▶ _Excerpted passage_
Clarence Thomas puts a shot across Big Tech’s bow

THE United States Supreme Court has vacated a 2019 decision of the 2nd Circuit Court of Appeals that Donald Trump had violated the Constitution by blocking critics on Twitter. The briefly upheld argument was that tweets authored by the nation’s highest elected official were – for all intents and purposes – state forums where citizens were entitled to speak. By ordering the lower court to erase its ruling as “moot” because Trump is no longer President, the earlier judgement for the plaintiffs can have no force as precedent in that jurisdiction. The precisely identical dispute can still return to the Supreme Court but only in the unlikely event that Joe Biden’s tumbleweed account becomes the rollicking and contested place to be for warriors of the ratio.

Trump was famously banned from Twitter on 8 January on the false pretext that he ‘incited’ an ‘insurrection’ at the Capitol two days before. In fact, Democrat Party loyalist Jack Dorsey simply believed Trump was no longer the platform cash and click cow he had been prior to the election (certainly wrong) and would continue as the exiled man in the middle of politics if he wasn’t silenced (certainly right). It isn’t the unremarkable binning of jurisprudence overtaken by events that’s headlining, however, but the concurrence submitted alongside the decision proper by Clarence Thomas. Justice Thomas argues that the instruments of contemporary communication – meaning Google, Facebook and Twitter – should now be regulated like utilities.*

Only Thomas wrote a concurrence. It isn’t known how many on the bench agree with his views or under what circumstances. Not everything about his reasoning – or this highly politicised subject – is simple. For example, the Court of Appeals ruling was put aside on a technicality; the proposition that the Twitter account of the President is indeed an open forum might have had embarrassment value when Trump was in office but now that he’s not, the campaigners who brought the case were potential begetters of a stare decisis landmark that would also have ended private executive power to censor conservatives. If my reading of that happenstance-that-wasn’t is right – and if even a few other Supremes are of the same mind as Justice Thomas – I’m not convinced by John Blackman’s assertion at Reason that mooting this case gives Biden a “clean slate with respect to social media policies.” The Oval Office does not control the slate.

▶ _Data entries_
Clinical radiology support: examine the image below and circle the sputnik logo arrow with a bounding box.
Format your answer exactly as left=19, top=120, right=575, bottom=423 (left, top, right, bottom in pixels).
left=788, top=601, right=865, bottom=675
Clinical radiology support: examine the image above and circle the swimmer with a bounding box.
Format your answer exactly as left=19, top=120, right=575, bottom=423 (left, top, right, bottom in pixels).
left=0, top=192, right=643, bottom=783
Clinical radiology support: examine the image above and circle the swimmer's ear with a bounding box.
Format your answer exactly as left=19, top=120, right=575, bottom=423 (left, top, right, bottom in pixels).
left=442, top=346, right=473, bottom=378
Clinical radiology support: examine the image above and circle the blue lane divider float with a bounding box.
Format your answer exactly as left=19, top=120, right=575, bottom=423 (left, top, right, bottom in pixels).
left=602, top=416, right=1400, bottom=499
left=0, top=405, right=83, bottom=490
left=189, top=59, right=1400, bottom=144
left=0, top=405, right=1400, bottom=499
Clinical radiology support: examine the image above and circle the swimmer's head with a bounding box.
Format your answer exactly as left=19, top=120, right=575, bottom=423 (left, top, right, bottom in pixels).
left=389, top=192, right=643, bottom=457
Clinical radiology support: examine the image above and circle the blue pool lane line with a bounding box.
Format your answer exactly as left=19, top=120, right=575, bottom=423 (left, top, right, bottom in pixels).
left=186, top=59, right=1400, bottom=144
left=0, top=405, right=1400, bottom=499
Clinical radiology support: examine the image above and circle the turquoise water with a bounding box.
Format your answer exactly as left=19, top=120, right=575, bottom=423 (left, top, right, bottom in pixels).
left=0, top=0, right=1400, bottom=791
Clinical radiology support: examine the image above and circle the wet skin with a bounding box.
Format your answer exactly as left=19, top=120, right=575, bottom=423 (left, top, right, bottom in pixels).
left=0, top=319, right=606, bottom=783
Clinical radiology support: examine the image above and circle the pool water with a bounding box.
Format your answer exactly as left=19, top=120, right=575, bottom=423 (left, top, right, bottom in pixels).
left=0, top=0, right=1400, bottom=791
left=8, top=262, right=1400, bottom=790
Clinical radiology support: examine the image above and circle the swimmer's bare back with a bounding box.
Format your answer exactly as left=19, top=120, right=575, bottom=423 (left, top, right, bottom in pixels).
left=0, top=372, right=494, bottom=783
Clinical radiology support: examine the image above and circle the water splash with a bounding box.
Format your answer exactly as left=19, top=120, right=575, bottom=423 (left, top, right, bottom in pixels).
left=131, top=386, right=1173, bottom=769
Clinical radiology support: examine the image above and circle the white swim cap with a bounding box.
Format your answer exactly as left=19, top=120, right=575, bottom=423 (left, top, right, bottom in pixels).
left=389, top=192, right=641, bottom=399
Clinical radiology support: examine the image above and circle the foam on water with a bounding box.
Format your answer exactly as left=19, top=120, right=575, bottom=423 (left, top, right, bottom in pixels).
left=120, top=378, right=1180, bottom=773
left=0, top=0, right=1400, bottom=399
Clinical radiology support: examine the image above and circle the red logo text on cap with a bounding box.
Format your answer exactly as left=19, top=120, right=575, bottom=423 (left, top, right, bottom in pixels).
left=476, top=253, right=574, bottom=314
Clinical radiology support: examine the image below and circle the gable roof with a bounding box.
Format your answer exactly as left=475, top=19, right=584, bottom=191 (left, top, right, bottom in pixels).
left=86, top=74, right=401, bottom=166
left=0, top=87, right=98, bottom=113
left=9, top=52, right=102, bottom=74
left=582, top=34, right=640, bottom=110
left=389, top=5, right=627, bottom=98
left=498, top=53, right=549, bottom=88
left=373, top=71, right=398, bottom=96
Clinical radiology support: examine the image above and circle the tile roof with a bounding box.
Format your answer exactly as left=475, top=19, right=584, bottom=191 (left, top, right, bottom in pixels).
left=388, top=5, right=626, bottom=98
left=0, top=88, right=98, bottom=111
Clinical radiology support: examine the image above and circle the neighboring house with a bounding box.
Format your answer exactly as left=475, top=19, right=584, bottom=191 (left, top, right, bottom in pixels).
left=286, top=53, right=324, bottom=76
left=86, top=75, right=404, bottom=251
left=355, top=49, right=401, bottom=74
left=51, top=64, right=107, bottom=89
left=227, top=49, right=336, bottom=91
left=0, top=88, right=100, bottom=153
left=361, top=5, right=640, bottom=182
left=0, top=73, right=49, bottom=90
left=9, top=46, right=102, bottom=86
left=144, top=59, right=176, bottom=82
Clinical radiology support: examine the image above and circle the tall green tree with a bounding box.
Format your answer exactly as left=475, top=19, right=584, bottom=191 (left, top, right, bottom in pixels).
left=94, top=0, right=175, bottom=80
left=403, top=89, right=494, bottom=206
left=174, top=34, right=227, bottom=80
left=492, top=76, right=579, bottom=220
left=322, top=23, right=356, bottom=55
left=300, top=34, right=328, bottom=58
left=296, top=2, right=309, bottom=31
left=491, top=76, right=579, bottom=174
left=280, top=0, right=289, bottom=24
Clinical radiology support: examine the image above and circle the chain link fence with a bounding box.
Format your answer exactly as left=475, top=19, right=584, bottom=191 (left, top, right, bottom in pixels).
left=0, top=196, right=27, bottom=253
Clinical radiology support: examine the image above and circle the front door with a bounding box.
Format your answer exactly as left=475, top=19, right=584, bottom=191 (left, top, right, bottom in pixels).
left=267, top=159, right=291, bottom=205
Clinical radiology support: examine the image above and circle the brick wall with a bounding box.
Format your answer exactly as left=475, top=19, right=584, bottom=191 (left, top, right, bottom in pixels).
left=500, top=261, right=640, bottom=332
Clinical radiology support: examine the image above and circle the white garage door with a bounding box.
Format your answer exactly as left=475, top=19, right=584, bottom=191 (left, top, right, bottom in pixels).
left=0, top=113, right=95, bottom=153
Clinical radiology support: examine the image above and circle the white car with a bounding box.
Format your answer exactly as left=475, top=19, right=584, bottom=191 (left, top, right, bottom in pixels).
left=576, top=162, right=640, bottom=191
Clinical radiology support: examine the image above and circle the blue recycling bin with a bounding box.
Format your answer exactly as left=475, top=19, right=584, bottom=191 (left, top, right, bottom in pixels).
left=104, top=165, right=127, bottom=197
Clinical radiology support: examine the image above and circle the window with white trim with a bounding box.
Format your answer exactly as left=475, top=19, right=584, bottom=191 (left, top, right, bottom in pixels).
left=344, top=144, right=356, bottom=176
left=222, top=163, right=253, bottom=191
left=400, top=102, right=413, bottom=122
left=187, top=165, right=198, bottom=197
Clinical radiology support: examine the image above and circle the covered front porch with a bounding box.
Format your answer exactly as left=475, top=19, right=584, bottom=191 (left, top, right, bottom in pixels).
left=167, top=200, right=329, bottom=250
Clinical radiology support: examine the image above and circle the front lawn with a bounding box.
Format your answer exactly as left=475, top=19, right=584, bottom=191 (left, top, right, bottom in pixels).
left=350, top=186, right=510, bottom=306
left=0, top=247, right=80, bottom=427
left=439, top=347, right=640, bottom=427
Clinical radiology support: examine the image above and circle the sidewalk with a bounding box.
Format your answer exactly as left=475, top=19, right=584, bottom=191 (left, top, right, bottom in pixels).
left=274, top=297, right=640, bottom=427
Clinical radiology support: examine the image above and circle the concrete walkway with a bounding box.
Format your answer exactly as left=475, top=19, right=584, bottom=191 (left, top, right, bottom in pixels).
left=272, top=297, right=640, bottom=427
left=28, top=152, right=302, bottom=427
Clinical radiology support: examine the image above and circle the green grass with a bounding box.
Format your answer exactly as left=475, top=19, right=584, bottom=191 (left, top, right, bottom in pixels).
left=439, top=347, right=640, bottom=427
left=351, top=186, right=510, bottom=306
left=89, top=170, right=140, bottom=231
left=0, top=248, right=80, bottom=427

▶ _What to work on_
Reproduce a passage of the Clarence Thomas article, beginning at the words "THE United States" and stopping after the words "of the ratio.". The lines have no connection to the Clarence Thomas article.

▶ _Answer_
THE United States Supreme Court has vacated a 2019 decision of the 2nd Circuit Court of Appeals that Donald Trump had violated the Constitution by blocking critics on Twitter. The briefly upheld argument was that tweets authored by the nation’s highest elected official were – for all intents and purposes – state forums where citizens were entitled to speak. By ordering the lower court to erase its ruling as “moot” because Trump is no longer President, the earlier judgement for the plaintiffs can have no force as precedent in that jurisdiction. The precisely identical dispute can still return to the Supreme Court but only in the unlikely event that Joe Biden’s tumbleweed account becomes the rollicking and contested place to be for warriors of the ratio.